*Page text:*

○ ○ ○ ○ ○

B and C, Sagittal proton density–weighted (2500/20) (B) and true T2-weighted (2500/80) (C) images show decrease in cord signal intensity (arrows).

D, Axial gradient-echo (117/20) image shows increased conspicuity of peripheral hypointensity (arrows).

E, Anteroposterior view of left L1 injection shows filling of dural arteriovenous fistula (arrow indicates catheter tip).

A second but less likely mechanism for T2 shortening is accumulation of paramagnetic substances within spinal cord parenchyma affected by venous hypertension. Staining for such compounds, including those containing both iron and calcium, has been confirmed in studies of VHM (4, 5, 15, 17, 18, 21). Nevertheless, the hypointensity seen in our patients with VHM was not nearly as marked and was more stereotyped than has been reported from paramagnetic effects. None of our patients had hypointensity visible on T1-weighted images. In addition, staining indicated that paramagnetic substances were usually distributed uniformly throughout the spinal cord parenchyma. VHM-associated hypointensity, in contrast, demonstrates exquisite localization to the pial surface. These features suggest that paramagnetic deposition probably played a minor role, if any, in the T2 hypointensity seen in our patients.

○ ○ ○ ○ ○

*Source material:*
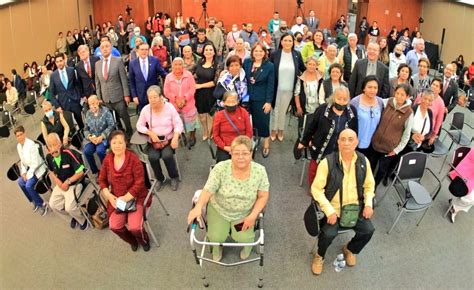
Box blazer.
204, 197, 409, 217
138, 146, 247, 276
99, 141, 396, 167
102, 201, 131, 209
95, 56, 130, 103
440, 78, 459, 112
349, 58, 390, 99
49, 67, 81, 111
243, 58, 275, 104
76, 55, 99, 97
270, 49, 306, 107
128, 56, 166, 106
305, 16, 319, 33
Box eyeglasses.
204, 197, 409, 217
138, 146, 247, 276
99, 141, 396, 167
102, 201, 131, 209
232, 151, 251, 157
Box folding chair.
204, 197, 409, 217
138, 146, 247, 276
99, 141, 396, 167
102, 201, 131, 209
379, 152, 441, 234
142, 159, 170, 247
188, 190, 265, 288
441, 147, 471, 216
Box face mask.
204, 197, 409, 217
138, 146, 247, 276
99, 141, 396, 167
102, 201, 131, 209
333, 103, 347, 111
225, 105, 237, 113
45, 110, 54, 118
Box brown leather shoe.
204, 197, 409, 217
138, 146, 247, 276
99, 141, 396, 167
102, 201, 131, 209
311, 253, 324, 275
342, 245, 357, 267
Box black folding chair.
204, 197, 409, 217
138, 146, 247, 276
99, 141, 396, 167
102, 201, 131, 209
379, 152, 441, 234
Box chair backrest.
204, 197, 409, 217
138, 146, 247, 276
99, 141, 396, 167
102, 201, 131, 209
450, 112, 464, 130
396, 152, 428, 181
451, 146, 471, 168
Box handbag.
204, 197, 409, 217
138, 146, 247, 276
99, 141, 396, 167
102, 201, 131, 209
115, 199, 137, 213
149, 106, 170, 150
339, 185, 360, 228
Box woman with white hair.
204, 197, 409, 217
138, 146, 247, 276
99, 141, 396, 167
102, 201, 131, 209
137, 86, 183, 191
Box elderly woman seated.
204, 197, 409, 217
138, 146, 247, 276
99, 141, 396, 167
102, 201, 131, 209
212, 91, 253, 162
41, 101, 69, 145
137, 86, 183, 191
188, 136, 270, 261
99, 130, 150, 252
84, 95, 115, 174
164, 57, 198, 146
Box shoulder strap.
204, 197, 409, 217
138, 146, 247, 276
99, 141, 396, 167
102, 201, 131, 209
224, 110, 241, 135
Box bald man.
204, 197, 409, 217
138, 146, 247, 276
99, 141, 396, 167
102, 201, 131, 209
311, 129, 375, 275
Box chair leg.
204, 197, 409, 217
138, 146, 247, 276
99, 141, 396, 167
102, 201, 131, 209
416, 207, 430, 226
387, 208, 405, 235
444, 203, 453, 217
145, 221, 160, 247
155, 193, 170, 216
300, 159, 308, 187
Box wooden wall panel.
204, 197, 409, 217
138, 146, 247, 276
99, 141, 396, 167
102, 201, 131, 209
0, 0, 92, 73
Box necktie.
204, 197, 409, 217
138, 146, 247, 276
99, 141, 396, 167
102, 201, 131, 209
61, 70, 67, 89
104, 58, 109, 80
86, 61, 92, 77
142, 60, 148, 80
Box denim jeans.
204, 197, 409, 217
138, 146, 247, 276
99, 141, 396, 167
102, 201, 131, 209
18, 176, 43, 206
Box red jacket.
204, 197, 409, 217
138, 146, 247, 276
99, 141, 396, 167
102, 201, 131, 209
99, 150, 148, 216
212, 107, 253, 149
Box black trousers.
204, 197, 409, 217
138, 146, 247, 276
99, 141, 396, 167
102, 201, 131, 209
318, 217, 375, 258
216, 148, 231, 163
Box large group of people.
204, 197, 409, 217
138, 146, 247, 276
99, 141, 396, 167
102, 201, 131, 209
1, 10, 474, 275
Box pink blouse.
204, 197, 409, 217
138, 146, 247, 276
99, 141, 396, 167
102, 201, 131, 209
415, 94, 445, 137
137, 103, 183, 140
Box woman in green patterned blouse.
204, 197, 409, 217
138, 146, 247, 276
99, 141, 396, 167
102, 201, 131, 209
188, 136, 270, 261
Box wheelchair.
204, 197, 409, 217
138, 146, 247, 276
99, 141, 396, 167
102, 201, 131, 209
188, 190, 265, 288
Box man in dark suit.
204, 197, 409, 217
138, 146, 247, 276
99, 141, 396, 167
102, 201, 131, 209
49, 53, 84, 129
128, 43, 166, 111
305, 10, 319, 33
441, 63, 459, 113
349, 43, 390, 99
76, 44, 99, 110
95, 39, 133, 139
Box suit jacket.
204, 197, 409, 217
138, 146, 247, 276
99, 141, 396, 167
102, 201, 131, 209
49, 67, 81, 112
270, 49, 306, 107
76, 56, 99, 97
349, 58, 390, 99
441, 79, 459, 112
305, 16, 319, 33
95, 56, 130, 103
128, 56, 166, 106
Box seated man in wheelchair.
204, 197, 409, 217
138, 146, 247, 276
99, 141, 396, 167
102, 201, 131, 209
46, 133, 88, 230
311, 129, 375, 275
13, 126, 48, 216
84, 95, 115, 174
188, 136, 270, 261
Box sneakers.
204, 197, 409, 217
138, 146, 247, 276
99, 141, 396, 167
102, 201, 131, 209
41, 203, 48, 216
342, 245, 357, 267
79, 220, 89, 231
212, 246, 222, 262
240, 247, 252, 260
70, 218, 77, 229
33, 203, 41, 212
311, 253, 324, 275
171, 178, 179, 191
142, 242, 150, 252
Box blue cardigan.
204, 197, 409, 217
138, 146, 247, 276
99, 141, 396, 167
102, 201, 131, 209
243, 59, 275, 104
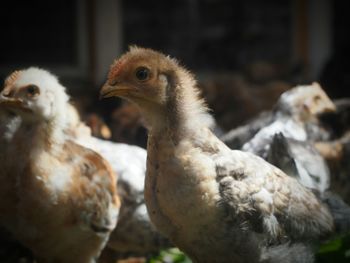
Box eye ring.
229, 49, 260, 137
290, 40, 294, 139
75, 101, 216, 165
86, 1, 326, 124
26, 85, 40, 97
135, 67, 151, 81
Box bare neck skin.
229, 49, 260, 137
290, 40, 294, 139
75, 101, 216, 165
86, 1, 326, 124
140, 68, 207, 144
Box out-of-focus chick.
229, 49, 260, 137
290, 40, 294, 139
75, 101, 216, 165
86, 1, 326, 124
267, 133, 330, 196
0, 68, 120, 263
101, 47, 333, 263
235, 83, 335, 193
242, 83, 335, 159
67, 104, 170, 258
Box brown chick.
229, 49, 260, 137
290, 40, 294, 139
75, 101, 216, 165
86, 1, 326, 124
0, 68, 120, 263
101, 47, 333, 263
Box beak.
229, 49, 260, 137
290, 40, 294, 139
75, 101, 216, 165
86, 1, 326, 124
0, 97, 22, 108
0, 95, 30, 111
100, 82, 130, 99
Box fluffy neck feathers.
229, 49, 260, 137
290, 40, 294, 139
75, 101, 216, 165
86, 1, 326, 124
14, 112, 66, 156
147, 66, 208, 141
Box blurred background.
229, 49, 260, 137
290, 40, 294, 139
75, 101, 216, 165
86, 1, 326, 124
0, 0, 350, 146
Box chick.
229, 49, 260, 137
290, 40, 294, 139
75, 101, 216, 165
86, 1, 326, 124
223, 83, 335, 194
101, 47, 333, 263
0, 68, 120, 263
67, 104, 170, 259
267, 133, 330, 196
242, 83, 335, 158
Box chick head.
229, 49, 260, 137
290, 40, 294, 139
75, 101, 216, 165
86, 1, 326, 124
0, 67, 69, 121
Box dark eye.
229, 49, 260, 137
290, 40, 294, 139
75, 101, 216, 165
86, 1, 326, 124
135, 67, 150, 81
27, 85, 40, 97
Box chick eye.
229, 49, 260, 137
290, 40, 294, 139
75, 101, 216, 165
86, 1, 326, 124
27, 85, 40, 97
135, 67, 150, 81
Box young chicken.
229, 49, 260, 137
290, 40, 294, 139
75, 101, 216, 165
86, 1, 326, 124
222, 83, 335, 194
101, 47, 333, 263
67, 104, 170, 259
0, 68, 120, 263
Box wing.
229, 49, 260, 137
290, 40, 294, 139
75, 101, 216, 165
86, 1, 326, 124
64, 141, 120, 236
215, 148, 333, 240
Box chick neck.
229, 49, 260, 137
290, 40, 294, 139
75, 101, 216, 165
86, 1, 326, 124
145, 67, 209, 142
14, 112, 66, 156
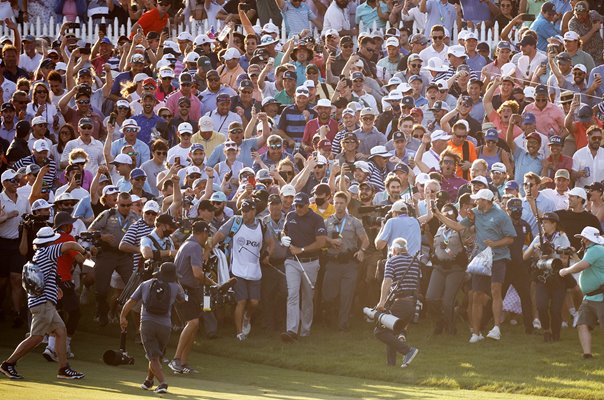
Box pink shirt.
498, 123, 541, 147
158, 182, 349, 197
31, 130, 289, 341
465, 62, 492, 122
524, 102, 564, 136
165, 90, 202, 121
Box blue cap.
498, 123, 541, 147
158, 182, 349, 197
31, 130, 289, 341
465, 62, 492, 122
210, 192, 227, 203
503, 181, 520, 190
522, 113, 537, 125
189, 143, 205, 153
484, 128, 499, 141
294, 192, 310, 205
130, 168, 147, 179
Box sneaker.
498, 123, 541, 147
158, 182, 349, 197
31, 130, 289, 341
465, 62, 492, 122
168, 358, 182, 374
533, 318, 541, 329
241, 311, 252, 336
469, 333, 484, 343
154, 383, 168, 393
401, 347, 419, 368
141, 379, 153, 390
281, 331, 298, 343
57, 365, 85, 379
42, 347, 57, 362
0, 361, 23, 379
487, 325, 501, 340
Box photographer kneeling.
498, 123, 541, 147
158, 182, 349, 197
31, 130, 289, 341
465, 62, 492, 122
373, 238, 421, 368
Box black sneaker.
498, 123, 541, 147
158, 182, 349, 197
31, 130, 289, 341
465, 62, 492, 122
0, 361, 23, 379
401, 347, 419, 368
57, 365, 85, 379
154, 383, 168, 393
141, 379, 153, 390
281, 331, 298, 343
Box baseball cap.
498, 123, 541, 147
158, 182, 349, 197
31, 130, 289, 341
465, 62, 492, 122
470, 188, 495, 201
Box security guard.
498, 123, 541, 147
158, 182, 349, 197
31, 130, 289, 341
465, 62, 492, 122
88, 192, 138, 326
323, 192, 369, 331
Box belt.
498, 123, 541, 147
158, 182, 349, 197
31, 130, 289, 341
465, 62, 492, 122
287, 257, 319, 262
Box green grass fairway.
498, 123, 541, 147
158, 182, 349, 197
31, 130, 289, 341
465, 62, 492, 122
0, 327, 572, 400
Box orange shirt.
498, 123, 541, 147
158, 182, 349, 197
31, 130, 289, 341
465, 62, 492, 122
447, 139, 478, 180
130, 8, 170, 39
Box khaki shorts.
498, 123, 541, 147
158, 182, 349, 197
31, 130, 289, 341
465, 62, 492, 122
29, 301, 65, 336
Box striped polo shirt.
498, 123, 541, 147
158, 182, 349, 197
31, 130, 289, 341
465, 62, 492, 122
27, 243, 63, 309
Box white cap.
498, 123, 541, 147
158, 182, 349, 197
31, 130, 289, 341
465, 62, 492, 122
222, 47, 241, 61
34, 139, 50, 153
134, 72, 149, 83
0, 169, 17, 182
470, 176, 489, 187
426, 57, 449, 72
470, 189, 495, 201
354, 161, 371, 173
430, 129, 451, 142
176, 122, 193, 134
568, 187, 587, 201
31, 199, 52, 211
31, 115, 48, 126
448, 45, 468, 58
280, 184, 296, 196
183, 51, 199, 63
111, 153, 132, 165
491, 162, 508, 174
386, 36, 401, 47
199, 115, 214, 132
143, 200, 161, 214
575, 226, 604, 244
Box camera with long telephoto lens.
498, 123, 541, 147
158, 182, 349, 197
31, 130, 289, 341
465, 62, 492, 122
363, 307, 405, 334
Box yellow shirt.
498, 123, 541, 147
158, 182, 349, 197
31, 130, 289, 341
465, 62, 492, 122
308, 203, 336, 219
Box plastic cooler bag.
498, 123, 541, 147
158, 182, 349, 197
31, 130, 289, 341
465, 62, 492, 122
467, 247, 493, 276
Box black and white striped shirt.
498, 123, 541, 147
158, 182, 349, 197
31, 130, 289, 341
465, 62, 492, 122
27, 243, 63, 309
384, 254, 421, 292
122, 218, 153, 269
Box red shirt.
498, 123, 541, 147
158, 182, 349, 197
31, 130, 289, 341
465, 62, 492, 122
130, 8, 169, 39
55, 232, 79, 282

○ ○ ○ ○ ○

*What is required:*
Continue the passage on T2 hypointensity in venous hypertensive myelopathy from where it stops. The rows have no connection to the text above them.

*Expected output:*
Hemorrhage, a phenomenon well known to result in T2 shortening, may result from other spinal vascular lesions, such as spinal cord arteriovenous malformations or cavernous malformations, but has not been reported in conjunction with SDAVF. None of our patients had a clinical or radiologic picture that would have suggested spinal hemorrhage. Although not specifically mentioned, the sign may be identified in previously published cases of SDAVF. It may be seen on the FSE T2-weighted image in the study by Bowen et al (8) of MR angiography in SDAVF. Willinsky et al (22), in the investigation of posttreatment MR findings in SDAVF, provided additional evidence for both the presence and origin of peripheral hypointensity. In their study, peripheral hypointensity was seen on the pretreatment T2-weighted MR image but was not evident on the study done 17 months after treatment. The resolution of the sign further supports the conclusion that the hypointensity is due to deoxygenated blood in distended pial veins, which return to a more normal size after obliteration of the fistula.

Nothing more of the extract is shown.